Rewrite the lines below as a numbered list, and skip any blank lines.
— begin Entries shown —
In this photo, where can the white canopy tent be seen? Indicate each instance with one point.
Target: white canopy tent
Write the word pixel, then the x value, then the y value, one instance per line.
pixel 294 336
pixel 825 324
— end Entries shown —
_Response to this exercise_
1. In this photo, where can the white canopy tent be seen? Indicate each instance with one point.
2. Target: white canopy tent
3. Write the word pixel, then the x value, then the y value, one instance per line.
4. pixel 294 336
5. pixel 825 324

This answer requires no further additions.